[start of The records]
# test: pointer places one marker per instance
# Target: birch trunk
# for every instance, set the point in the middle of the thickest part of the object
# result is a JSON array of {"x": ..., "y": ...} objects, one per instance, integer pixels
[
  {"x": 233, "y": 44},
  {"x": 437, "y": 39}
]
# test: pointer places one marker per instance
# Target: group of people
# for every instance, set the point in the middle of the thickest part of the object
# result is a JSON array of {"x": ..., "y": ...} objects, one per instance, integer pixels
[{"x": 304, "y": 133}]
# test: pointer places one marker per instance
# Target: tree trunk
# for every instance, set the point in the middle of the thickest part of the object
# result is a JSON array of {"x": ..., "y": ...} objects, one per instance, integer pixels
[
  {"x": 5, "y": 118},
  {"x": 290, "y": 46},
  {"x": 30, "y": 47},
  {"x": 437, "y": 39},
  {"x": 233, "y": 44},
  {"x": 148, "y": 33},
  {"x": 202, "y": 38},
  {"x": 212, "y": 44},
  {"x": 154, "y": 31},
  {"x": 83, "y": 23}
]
[end of The records]
_To be done_. Copy all of the records above in full, including each request, and offset every x and y pixel coordinate in the answers by adding 115 to it.

_Response to this exercise_.
# test: pointer places one marker per instance
# Target: birch trunk
# for every instance, set the point in the middle of the thickest part of the object
# result is a JSON array of {"x": ..., "y": ...} objects, one per instance, integer pixels
[
  {"x": 348, "y": 159},
  {"x": 552, "y": 154}
]
# test: pointer places one marker per instance
# Target: group of people
# for every instance, set the point in the middle of the thickest part of the object
# result is a JSON array of {"x": ..., "y": ...} objects, one per instance, integer pixels
[{"x": 419, "y": 248}]
# test: pointer places one marker per instance
# Target: tree trunk
# for every instance, set the point in the middle of the thickest part of the object
# result is a JSON array of {"x": ..., "y": ...} objects, one per instance, integer pixels
[
  {"x": 120, "y": 233},
  {"x": 405, "y": 161},
  {"x": 145, "y": 162},
  {"x": 552, "y": 154},
  {"x": 348, "y": 159},
  {"x": 263, "y": 148},
  {"x": 317, "y": 153},
  {"x": 327, "y": 159},
  {"x": 269, "y": 146},
  {"x": 198, "y": 138}
]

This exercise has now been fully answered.